• EXERCISE INSTRUCTIONS:
Print the whole passage on how Baidu cut the cost of building ERNIE 5.1, word for word, from its first sentence to its last.
··· TEXT SECTION
Baidu attributes the cost reduction to how it built ERNIE 5.1 rather than training from scratch. The model is based on its predecessor, ERNIE 5.0, which was launched in January 2026. Instead of running separate training cycles for different model sizes, Baidu used an elastic training framework called “Once-For-All.”
Under this approach, ERNIE 5.1 is derived from a larger “mother” model by extracting a sub-network optimized for the new model. The ERNIE 5.0 architecture is described as having about 2.4 trillion parameters. ERNIE 5.1 is then configured as a leaner model with total parameters at roughly one-third of the original, while active parameters—those used to generate responses—are halved. Baidu says inheriting knowledge from the larger model without repeating the most expensive training process is what enables savings of up to 94% of the budget.
······
··· DATA EXCERPTS
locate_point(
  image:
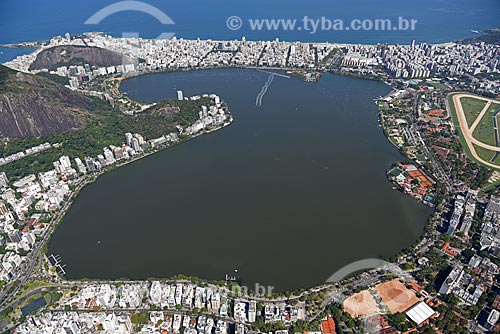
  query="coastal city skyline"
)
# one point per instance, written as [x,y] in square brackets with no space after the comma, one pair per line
[252,180]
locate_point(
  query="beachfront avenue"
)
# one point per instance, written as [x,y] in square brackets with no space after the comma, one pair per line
[415,117]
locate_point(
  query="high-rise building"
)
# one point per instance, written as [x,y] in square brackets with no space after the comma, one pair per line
[3,208]
[3,180]
[90,164]
[65,161]
[129,137]
[135,144]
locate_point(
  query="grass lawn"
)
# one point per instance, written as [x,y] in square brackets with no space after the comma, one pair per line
[484,131]
[438,85]
[490,186]
[460,134]
[472,108]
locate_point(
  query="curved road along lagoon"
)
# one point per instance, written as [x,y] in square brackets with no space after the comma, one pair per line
[289,193]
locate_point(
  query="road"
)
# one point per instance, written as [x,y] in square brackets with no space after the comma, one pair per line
[466,131]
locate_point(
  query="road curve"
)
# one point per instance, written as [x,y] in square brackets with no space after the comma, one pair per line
[469,139]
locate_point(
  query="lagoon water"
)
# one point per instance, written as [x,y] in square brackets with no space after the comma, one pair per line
[289,193]
[438,21]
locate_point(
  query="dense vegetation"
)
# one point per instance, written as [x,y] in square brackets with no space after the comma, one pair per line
[105,127]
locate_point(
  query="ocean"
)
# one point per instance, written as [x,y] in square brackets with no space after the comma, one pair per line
[437,20]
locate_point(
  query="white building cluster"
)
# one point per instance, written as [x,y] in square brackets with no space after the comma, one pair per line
[179,304]
[20,155]
[424,60]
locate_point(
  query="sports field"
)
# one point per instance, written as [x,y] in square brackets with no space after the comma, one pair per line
[478,120]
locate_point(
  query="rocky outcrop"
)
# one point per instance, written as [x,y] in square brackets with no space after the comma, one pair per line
[67,55]
[32,106]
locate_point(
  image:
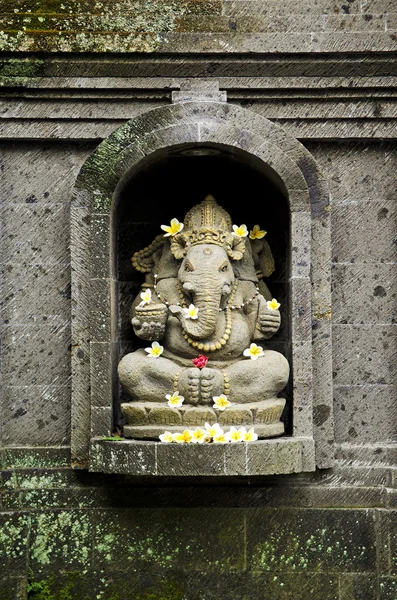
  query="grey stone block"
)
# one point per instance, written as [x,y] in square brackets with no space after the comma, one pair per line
[46,457]
[36,415]
[312,533]
[373,175]
[101,309]
[391,21]
[358,586]
[102,365]
[301,308]
[44,175]
[35,293]
[100,246]
[173,539]
[300,229]
[273,8]
[34,233]
[359,357]
[191,460]
[364,231]
[15,532]
[364,293]
[388,588]
[365,414]
[61,536]
[354,22]
[134,458]
[36,354]
[101,421]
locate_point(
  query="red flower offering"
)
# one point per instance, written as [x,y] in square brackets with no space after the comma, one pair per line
······
• ANSWER TO THE PROBLEM:
Baidu attributes the cost reduction to how it built ERNIE 5.1 rather than training from scratch. The model is based on its predecessor, ERNIE 5.0, which was launched in January 2026. Instead of running separate training cycles for different model sizes, Baidu used an elastic training framework called “Once-For-All.”
Under this approach, ERNIE 5.1 is derived from a larger “mother” model by extracting a sub-network optimized for the new model. The ERNIE 5.0 architecture is described as having about 2.4 trillion parameters. ERNIE 5.1 is then configured as a leaner model with total parameters at roughly one-third of the original, while active parameters—those used to generate responses—are halved. Baidu says inheriting knowledge from the larger model without repeating the most expensive training process is what enables savings of up to 94% of the budget.